__Source passage__:
= = = = =
POST-RETIREMENT COMPENSATION AGREEMENT

 

 

This Agreement (“Agreement”) is entered into as of the 7th day of July, 2009, between PROVIDENT SAVINGS BANK, F.S.B. (the “Bank”)   and DONAVON P. TERNES (the “Executive”) with reference to the following facts.

 

A.           The Executive has been employed by the Bank since November 1, 2000, and has performed his duties in an exemplary manner resulting in substantial profits to the Bank.

 

B.            In recognition of the Executive’s services to the Bank, the Bank desires to enter into a Post-Retirement Compensation Agreement with the Executive, pursuant to which the Executive is entitled to receive certain post-retirement benefits.

 

NOW, THEREFORE, the parties hereto agree as follows:

 

 

1.            Retirement Benefit.

 

                If the Executive experiences a “Separation From Service” (as defined in Section 409A of the Internal Revenue Code of 1986 (“Section 409A”), taking into account the rules and presumptions provided in the regulations under Section 409A) from the Bank after reaching age 62, the Bank shall pay the Executive a retirement benefit equivalent in value to a monthly income for the remainder of the Executive’s life equal to fifty percent (50%) of the Executive’s Final Average Monthly Salary (“Basic Benefit”).  The term “Final Average Monthly Salary” shall mean the average gross amount of the Executive’s basic monthly salary determined in accordance with the Bank’s customary payroll practices, before tax withholding and other payroll deductions and including deferred salary compensation when credited rather than when paid, but excluding bonus or incentive awards, director fees paid to the Executive by the Bank or its Affiliates and any accelerated payments of future salary.  “Final Average Monthly Salary” shall be computed based on the highest paid thirty-six (36) consecutive months of the Executive’s employment with the Bank.

 

 

2.            Distribution of Benefits.
= = = = =
__The tasks__:
A: From the compensation agreement, print the part that opens with the words containing "B.            In recognition" and closes with "1.            Retirement Benefit.".
B: According to the compensation agreement, how many consecutive months are used to compute the Executive's Final Average Monthly Salary?
= = = = =
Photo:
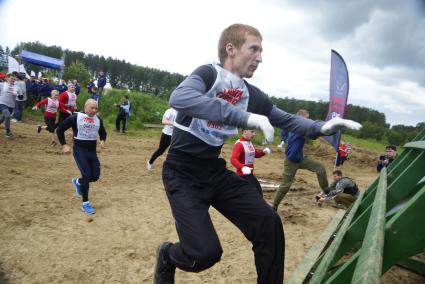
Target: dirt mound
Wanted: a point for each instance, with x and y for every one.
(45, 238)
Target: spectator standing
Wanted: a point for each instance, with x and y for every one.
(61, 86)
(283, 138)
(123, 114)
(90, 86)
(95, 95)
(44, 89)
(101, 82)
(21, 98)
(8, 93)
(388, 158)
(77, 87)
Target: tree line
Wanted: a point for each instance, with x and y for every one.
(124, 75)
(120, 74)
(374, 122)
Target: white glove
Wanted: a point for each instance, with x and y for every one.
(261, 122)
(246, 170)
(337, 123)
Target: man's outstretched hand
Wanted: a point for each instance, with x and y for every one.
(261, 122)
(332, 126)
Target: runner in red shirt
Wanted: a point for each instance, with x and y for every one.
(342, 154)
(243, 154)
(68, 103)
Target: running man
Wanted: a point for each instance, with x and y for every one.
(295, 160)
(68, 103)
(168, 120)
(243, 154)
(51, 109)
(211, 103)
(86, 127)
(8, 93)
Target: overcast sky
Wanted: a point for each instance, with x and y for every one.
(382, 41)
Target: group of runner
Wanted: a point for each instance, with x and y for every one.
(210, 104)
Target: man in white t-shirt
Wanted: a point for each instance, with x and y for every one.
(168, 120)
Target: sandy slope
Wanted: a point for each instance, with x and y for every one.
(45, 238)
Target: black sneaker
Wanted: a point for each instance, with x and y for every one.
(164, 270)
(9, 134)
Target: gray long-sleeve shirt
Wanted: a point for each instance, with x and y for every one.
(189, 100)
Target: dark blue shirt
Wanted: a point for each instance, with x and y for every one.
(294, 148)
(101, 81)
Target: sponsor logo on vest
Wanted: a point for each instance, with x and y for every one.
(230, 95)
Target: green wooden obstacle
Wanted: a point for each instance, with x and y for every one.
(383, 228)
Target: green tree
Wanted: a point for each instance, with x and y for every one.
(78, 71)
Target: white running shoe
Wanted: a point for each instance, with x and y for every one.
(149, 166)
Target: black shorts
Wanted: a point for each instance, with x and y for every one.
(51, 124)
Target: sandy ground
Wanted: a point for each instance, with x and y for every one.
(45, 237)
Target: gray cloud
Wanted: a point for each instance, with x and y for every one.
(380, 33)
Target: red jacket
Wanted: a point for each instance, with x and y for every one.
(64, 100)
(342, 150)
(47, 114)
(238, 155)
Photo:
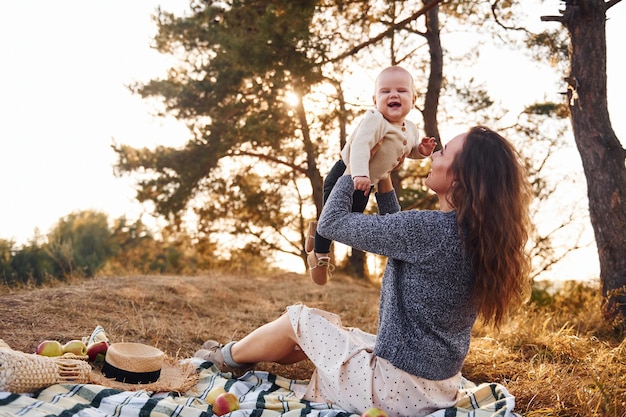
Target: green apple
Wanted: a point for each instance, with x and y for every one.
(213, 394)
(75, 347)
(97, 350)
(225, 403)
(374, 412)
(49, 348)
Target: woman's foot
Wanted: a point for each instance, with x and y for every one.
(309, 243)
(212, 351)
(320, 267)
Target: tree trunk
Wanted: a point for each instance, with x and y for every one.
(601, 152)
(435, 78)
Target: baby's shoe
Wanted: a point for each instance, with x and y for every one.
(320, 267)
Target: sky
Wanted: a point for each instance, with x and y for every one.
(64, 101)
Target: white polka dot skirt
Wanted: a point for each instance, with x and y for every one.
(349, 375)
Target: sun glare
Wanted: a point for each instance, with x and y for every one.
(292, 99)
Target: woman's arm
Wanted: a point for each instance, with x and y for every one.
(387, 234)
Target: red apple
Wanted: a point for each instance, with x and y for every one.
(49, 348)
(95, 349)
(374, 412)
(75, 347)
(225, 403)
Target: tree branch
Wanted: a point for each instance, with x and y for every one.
= = = = =
__Task-by-task answers__:
A:
B.            In recognition of the Executive’s services to the Bank, the Bank desires to enter into a Post-Retirement Compensation Agreement with the Executive, pursuant to which the Executive is entitled to receive certain post-retirement benefits.

 

NOW, THEREFORE, the parties hereto agree as follows:

 

 

1.            Retirement Benefit.

B: The highest paid thirty-six (36) consecutive months of the Executive's employment with the Bank.